Transcribe only what runs from the line including "Draw the outline" through the last line of the entries, exactly as it appears.

Data under study
----------

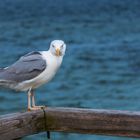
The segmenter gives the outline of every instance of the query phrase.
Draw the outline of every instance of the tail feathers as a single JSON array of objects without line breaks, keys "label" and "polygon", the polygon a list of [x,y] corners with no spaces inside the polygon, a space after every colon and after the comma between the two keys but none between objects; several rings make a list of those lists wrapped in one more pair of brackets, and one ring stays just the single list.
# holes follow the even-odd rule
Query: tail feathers
[{"label": "tail feathers", "polygon": [[0,68],[0,87],[14,89],[17,83],[11,80],[7,80],[5,76],[5,70],[6,69]]},{"label": "tail feathers", "polygon": [[0,86],[2,87],[13,88],[15,85],[16,82],[0,79]]}]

----------

Reply to the task
Draw the outline of every instance of the tail feathers as a single JSON array of objects without line breaks, keys "label" and "polygon", the polygon a list of [x,y] corners with no spaces inside the polygon, a space after every colon and after the comma between the two keys but none between objects; several rings make a list of those lists wrapped in one more pair of brackets, and one ring stays just the single list.
# holes follow the even-odd rule
Query: tail feathers
[{"label": "tail feathers", "polygon": [[0,68],[0,87],[14,89],[17,83],[11,80],[7,80],[5,76],[5,70],[6,69]]},{"label": "tail feathers", "polygon": [[0,86],[2,87],[13,88],[15,85],[16,82],[0,79]]}]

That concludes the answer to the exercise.